*** Opening of Text segment ***

Toyota provides an alternative example, using the same basic methods in a very large manufacturing business with 364,000 employees all over the world. This organization is surely the global leader in daily management and continuous improvement targeted to support top-level hoshin objectives, as I described from direct observation in my previous Lean Post The Cascade of Hoshin.

But what about large businesses in service industries that I believe might gain even more benefit from daily management? I have seen many examples of daily huddles at the front lines in financial services, fast food and restaurants, healthcare, etc., with cumbersome attempts to aggregate the findings for higher levels of management. Until recently I had not seen anything that felt like a robust and sustainable process that created the foundation for improvement. (I’m not saying these haven’t existed, of course. It’s a big world and I can’t see everything.)

In March, at the LEI Transformation Summit in Nashville, Dr. Lisa Yerian and Nate Hurle from the Cleveland Clinic asked if I would visit to observe the daily management system they have recently helped install at the Clinic’s operations in Ohio. (12 hospitals, including the 1400 bed main campus, with the intent to involve all 53,000 employees.) (Full disclosure. I have never had any relationship with the Cleveland Clinic and I received no fee for my visit. I did ask the Clinic to pay my expenses.) I was skeptical about what I would find – I’m always skeptical about self-reports in the absence of gemba knowledge – but I agreed to visit in July.

Over the past decade the Cleveland Clinic replicated the familiar story of a large service organization taking swings at the lean piñata but with limited success. Significant focus on projects using lean methods, varying degrees of senior management enthusiasm and engagement, and modest sustainable results.

Four years ago, Lisa and Nate decided to take a more robust approach and focus on implementing systems and building capability where every caregiver was capable, empowered, and expected to make improvements every day. You can read more about their shift here. 

Last year, Lisa and Nate, along with executive leaders (Dr. Tom Mihaljevic, President and CEO; Dr. K. Kelly Hancock, Executive Chief Nursing Officer; and Dr. Ed Sabanegh, President, Main Campus and Regional Hospitals), decided to take a much more systematic approach by building a daily management system that spans the organization and would expose and elevate information every morning through six levels of management, from the nurse at the bedside to the CEO. It was to be a mighty escalator (my phrase, not theirs) of operational information, including successes, challenges, opportunities to improve, and countermeasures that in typical healthcare organizations are not visible above their level of occurrence and whose resolution, even when flagged promptly, is usually delegated horizontally to staff for attention over extended periods. Hence, challenges persist, and too many remain unresolved.

Today every organization faces great challenges, major disruption and, in consequence, the need for much more effective hoshin. So there is a healthy urgency to link daily management, targeted kaizen, and focused hoshin for organizational survival.

I visited Cleveland in July to see this system in action by taking a ride on the escalator from start to finish. A typical day looks like this: The first huddles begin at 7 am with every manager meeting with his or her team (ie, nurse manager with bedside nurses on an inpatient unit). This leads to a later meeting (typically around 8am) of the managers with their director, the 9:15 meeting of all directors with the hospital chief nursing officer (for the nursing teams) or operating officer (for operational functions), the 9:45 meeting with the leaders of the hospital, the 10:15 meeting of leaders from each of the 12 hospitals and the executive clinical leaders, and the 11 am meeting with the CEO, clinical leaders, and other members of the operations council including  the executive leaders of the major functions from Quality and Patient Experience to IT, HR and Operations. At each level’s meeting the issues from below are elevated and aggregated as the meeting participants see and assess the performance of a larger and larger slice of the total system.

*** Close of Text segment ***

• Directions:
(A) In the piece on the Cleveland Clinic's daily management system, why do challenges persist in typical healthcare organizations? Explain in one to three sentences.
(B) Continue the piece on the Cleveland Clinic's daily management system, picking up right after its final sentence.

*** Opening of Input data ***

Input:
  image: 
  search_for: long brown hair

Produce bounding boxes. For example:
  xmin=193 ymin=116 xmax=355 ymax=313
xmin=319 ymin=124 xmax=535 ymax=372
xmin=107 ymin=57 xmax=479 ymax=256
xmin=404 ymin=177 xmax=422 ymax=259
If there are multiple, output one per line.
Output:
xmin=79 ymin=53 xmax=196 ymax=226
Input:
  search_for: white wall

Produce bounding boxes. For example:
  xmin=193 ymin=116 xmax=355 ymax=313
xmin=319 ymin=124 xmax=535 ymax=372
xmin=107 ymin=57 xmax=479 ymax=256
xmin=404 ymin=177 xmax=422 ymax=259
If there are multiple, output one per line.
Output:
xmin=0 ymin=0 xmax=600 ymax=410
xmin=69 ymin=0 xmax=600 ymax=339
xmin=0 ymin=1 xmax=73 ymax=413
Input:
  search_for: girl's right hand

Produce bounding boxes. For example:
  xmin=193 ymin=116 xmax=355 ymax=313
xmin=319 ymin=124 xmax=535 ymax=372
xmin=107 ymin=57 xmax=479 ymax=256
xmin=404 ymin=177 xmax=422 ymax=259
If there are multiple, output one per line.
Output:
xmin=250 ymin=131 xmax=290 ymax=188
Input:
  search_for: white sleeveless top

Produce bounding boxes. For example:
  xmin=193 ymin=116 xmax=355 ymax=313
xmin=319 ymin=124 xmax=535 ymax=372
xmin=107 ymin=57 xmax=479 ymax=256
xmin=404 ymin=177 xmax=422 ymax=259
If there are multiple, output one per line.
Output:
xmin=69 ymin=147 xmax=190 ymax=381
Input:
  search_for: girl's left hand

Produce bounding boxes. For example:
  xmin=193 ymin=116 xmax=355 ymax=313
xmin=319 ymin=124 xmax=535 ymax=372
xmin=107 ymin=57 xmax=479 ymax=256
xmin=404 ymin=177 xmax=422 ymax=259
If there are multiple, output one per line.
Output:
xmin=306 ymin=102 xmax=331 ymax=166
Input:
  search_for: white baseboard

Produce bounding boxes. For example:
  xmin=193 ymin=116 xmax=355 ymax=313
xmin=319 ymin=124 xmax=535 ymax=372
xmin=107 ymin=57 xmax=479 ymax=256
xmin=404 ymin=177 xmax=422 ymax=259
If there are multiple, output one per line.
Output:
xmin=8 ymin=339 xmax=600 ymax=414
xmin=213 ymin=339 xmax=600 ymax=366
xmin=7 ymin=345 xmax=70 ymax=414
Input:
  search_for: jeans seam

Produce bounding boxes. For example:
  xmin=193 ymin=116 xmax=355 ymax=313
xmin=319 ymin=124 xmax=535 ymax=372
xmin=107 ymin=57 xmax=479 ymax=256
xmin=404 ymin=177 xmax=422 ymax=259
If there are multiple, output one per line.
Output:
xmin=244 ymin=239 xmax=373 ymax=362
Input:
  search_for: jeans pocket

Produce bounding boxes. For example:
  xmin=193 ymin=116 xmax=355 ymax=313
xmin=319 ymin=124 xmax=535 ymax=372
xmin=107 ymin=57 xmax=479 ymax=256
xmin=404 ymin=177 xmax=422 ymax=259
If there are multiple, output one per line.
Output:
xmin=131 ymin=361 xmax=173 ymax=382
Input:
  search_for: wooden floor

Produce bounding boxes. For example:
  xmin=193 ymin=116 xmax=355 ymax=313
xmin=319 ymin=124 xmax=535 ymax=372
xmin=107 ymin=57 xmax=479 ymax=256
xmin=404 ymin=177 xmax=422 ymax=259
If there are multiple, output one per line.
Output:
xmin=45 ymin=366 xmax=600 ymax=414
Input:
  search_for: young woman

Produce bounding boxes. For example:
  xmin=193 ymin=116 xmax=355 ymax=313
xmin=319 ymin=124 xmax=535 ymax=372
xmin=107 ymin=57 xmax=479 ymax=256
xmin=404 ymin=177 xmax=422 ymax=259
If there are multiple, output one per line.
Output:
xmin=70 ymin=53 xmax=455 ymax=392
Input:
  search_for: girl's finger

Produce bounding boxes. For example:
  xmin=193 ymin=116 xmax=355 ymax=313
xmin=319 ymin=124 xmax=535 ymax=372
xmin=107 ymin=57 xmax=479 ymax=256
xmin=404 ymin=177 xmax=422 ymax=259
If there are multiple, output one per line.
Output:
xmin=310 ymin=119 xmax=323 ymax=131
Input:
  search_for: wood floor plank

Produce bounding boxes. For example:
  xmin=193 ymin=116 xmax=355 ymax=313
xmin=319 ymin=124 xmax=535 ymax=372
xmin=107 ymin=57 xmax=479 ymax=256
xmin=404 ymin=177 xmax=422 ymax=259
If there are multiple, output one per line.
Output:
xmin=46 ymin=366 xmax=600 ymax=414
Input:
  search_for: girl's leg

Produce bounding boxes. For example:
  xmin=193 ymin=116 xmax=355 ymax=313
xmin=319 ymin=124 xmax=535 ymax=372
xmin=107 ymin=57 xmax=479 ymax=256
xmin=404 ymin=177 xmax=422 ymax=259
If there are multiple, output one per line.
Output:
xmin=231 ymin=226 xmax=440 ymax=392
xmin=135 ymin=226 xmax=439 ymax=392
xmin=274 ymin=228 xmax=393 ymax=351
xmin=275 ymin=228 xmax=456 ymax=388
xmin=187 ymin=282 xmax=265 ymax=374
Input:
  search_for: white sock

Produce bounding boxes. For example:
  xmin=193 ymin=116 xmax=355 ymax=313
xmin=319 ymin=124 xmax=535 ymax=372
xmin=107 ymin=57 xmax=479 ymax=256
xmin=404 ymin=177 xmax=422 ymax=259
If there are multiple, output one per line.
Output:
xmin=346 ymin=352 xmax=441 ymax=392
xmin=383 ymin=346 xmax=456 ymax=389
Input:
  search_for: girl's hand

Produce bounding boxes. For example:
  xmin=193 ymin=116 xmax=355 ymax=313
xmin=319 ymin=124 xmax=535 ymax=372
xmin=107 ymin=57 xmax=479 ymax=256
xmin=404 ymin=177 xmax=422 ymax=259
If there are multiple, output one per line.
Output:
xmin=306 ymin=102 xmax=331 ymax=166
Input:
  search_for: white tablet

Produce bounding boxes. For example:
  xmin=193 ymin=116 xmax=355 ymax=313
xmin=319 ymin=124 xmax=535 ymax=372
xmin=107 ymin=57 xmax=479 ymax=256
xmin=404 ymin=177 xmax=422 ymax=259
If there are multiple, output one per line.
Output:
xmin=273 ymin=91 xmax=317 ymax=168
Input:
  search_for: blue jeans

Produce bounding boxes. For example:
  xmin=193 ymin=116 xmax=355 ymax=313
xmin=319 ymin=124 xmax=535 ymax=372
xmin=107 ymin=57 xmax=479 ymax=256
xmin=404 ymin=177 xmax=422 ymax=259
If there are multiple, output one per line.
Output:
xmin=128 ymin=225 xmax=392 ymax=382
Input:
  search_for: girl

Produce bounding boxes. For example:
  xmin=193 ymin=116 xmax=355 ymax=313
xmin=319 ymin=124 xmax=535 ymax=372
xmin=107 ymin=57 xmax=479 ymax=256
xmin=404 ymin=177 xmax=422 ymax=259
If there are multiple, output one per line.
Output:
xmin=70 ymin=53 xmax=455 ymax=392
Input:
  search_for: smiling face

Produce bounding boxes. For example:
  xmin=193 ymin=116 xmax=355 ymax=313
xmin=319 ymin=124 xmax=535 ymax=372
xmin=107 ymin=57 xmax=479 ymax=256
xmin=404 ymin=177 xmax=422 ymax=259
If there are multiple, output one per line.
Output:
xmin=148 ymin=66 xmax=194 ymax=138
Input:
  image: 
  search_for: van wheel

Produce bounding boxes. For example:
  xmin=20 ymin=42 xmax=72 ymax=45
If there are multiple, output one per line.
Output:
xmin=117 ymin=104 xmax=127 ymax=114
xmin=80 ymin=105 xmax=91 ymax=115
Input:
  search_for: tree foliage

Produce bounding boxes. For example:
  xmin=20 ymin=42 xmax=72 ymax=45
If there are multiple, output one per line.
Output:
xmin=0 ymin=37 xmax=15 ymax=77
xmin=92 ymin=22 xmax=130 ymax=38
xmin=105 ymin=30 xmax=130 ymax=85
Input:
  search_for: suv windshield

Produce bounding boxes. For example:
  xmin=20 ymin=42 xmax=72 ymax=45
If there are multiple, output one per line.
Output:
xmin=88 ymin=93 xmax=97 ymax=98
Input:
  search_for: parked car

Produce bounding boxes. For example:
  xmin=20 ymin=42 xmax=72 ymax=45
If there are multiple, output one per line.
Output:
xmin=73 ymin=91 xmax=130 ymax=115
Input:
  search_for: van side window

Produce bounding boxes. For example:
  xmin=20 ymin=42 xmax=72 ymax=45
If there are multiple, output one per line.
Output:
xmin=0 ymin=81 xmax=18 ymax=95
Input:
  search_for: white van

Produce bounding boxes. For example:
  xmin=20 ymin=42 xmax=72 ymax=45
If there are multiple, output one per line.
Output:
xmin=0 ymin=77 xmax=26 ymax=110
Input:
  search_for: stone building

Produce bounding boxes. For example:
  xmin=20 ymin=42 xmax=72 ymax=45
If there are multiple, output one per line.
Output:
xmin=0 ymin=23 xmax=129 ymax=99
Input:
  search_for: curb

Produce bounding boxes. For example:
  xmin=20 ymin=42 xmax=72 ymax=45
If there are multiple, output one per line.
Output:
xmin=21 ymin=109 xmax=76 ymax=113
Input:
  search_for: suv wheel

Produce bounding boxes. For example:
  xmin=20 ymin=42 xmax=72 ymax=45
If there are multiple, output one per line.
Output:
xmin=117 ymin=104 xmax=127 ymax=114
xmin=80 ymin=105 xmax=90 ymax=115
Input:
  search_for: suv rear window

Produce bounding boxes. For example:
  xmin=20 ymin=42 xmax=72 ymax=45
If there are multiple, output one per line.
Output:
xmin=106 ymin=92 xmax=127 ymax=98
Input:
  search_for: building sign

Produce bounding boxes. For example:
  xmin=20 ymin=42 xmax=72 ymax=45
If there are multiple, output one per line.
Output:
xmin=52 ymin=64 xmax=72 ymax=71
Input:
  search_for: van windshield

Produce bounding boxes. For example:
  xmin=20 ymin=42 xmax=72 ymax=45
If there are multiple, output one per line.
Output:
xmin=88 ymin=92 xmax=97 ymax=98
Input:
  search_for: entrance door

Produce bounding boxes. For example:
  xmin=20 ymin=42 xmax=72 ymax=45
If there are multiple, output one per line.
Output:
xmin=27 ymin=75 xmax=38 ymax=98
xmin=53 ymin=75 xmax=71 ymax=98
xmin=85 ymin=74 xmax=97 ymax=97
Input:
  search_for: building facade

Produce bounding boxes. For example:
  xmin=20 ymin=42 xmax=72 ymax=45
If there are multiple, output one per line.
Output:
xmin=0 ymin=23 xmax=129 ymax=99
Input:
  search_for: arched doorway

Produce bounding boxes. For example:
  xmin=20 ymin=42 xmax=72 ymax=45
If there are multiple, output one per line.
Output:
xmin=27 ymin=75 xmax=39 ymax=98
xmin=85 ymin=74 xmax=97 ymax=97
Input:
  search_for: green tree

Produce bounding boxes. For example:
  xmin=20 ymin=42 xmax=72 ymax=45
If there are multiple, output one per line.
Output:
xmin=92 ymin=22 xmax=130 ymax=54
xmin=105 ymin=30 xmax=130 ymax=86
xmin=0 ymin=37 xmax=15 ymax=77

*** Close of Input data ***

• Per-task answers:
(A) In typical healthcare organizations, information about successes, challenges, opportunities to improve, and countermeasures isn't visible above the level where it occurs. Even when a problem is flagged promptly, its resolution is usually handed sideways to staff to deal with over long periods, so challenges persist and too many stay unresolved.

(B)
But that’s just the formal structure. The key to making the escalator useful is to determine actual performance the preceding day at every level and flag abnormal or unacceptable performance at that level. These issues are written by the line manager on the right side of the dry-erase management boards for special attention and rapid countermeasures. (If line managers at each level cannot respond to problems quickly, their reports will soon conclude that the whole exercise is only about drawing up problem lists – a bad tendency of bureaucracies in general and many visual management systems in particular. And they will lose interest.)

Once issues are flagged, the question becomes whether they can be resolved by managers in that unit or whether they need to be shared with adjacent units. For example, I observed at the second level meeting that the managers described challenges within their individual units – which may be related to patient needs, staffing, and equipment, among others — and asked the other units if they could help, with a bit of coaching from the director the unit managers reported to. Decisions to make the day better for patients and caregivers were made in just a few minutes with no back and forth e-mail or additional meetings required.

There is a second type of issue that can only be addressed by elevating (escalating) it to a higher level huddle for discussion and resolution. And a few ride the escalator all the way to the top for a rapid decision. For example:

What to do about the patient from another country, who has no family to care for him in the U.S. and who has been diagnosed with a fatal condition requiring hospice? Answer: Work with the embassy, transportation, and others to safely reunite the patient with the family. (But highlight this issue if it recurs and needs more detailed analysis and a formal policy.)

And what to do about the patient who was discharged and then asked to come back for a procedure, but given the wrong time to return by the automated scheduling system – 6 am rather than 1 pm, meaning an all-day wait in the hospital? Answer: Ask if any of the other hospitals have had this problem and, if the answer turns out to be “yes” (meaning it’s an IT system problem), give the responsibility for the problem to the head of IT (who attends the top-level meeting) with an agreed date for a report back on a permanent countermeasure. Two problems addressed in a few minutes with no e-mail by escalating them quickly to the right level! What the world needs now. Especially in healthcare.

It’s still early days for daily management at the Cleveland Clinic. The first CEO level huddle occurred April 30, and most hospitals started in May. But with the system in place in the Ohio hospitals (and slated for introduction in outpatient practices in Ohio and at other Cleveland Clinic campuses in Florida) it’s a good time to ask what the benefits of daily management have proved to be. Perhaps only 10% of the benefit occurs at the top level where unique challenges can be addressed quickly and where big trends within the organization – staff engagement, falls, infections, etc. – can be spotted and addressed early.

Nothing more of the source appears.